Consigne:
Dans l'extrait de l'audience aux prud'hommes, quel montant de rémunération variable Lydie affirme-t-elle avoir perçu chaque année ?

Elle n'a pas réclamé ses primes en 2016 et 2017 car elle savait qu'elle avait
participé à la baisse du CA. Et là, elle vient vous demander 34 000 euros
!
Le président
: Vous en avez fini ?
L'avocate de
Lydie : Monsieur le président, j'ai fait
un chiffrage à 200 000 euros pour les dommages et intérêts car elle a plus de
50 ans, un licenciement vexatoire que je chiffre à 50 000 euros et on a oublié
de lui payer ses frais de représentation. Je me suis aligné sur les chiffres
des années précédentes.
L'avocate de
l'employeur : Et moi, je demande un trop-perçu
du solde de tout compte...
L'avocate de
Lydie : Une somme qui aurait été indue et
qu'on me réclame plus d'un an plus tard, lorsqu'on saisit les
prud'hommes.
L'avocate de
l'employeur : C'est une erreur de la DRH. Vous
devez les rembourser.
Le président
(appelle Lydie) : S'il vous plaît, madame,
approchez. Vous êtes diplômée de l'Essec ?
Lydie : Oui, monsieur le président.
Le président
: Diplômée de l'Essec avec dix ans
d'ancienneté, vous acceptez de travailler sans objectif ?
Lydie : J'ai perçu 17 000 euros de rémunération variable chaque année, même
quand il y a eu baisse du CA.
Le président
: Qui fixait les objectifs ?
Lydie : Le directeur général.
Le président
: Vous sortez de l'Essec et on vous
met sur le bureau vos "objectifs négoce" ?
Lydie : Il n'y avait pas d'objectif de CA fixé. Il y avait des objectifs de
croissance non formalisés.
Le président
: Comment ?
Lydie : En pourcentage.
Le président
: Dix ans en opérationnelle, vous
êtes en réunion avec eux. À un moment on vous dit : "C'est fini. Combien
?" La négo a commencé comment ?
Les deux
avocates ensemble : Non. Aucune négo.
Lydie : J'ai juste vu la DRH qui m'a dit : "Tu vas recevoir ta lettre de
licenciement."
Le président
: Selon vous, pourquoi avez-vous
quitté cette maison ?
Lydie : Sincèrement, je suis toujours dans la perplexité. J'étais toujours
sur le terrain. En 2015, l'année des attentats, la baisse du CA se fait
ressentir dans les boutiques. J'ai proposé des remèdes.
Le président
: Vous faisiez quoi avant ?
Lydie : J'étais dans de grandes maisons de luxe.
Le président
: Et aujourd'hui ?

Entrées de données extraites

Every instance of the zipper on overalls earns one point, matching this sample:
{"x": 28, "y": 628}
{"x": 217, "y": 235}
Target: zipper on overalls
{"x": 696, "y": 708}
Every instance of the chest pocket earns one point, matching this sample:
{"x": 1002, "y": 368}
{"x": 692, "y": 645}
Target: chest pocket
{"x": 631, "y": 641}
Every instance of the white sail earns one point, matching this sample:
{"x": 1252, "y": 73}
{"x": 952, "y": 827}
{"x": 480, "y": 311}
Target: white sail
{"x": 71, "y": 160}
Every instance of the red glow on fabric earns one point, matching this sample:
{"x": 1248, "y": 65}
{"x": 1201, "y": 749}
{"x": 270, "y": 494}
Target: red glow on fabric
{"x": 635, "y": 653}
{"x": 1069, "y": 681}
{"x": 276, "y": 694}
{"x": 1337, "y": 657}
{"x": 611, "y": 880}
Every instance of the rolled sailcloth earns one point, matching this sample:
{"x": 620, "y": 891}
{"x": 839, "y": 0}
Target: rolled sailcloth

Corrigé:
17 000 euros par an, même les années de baisse du CA.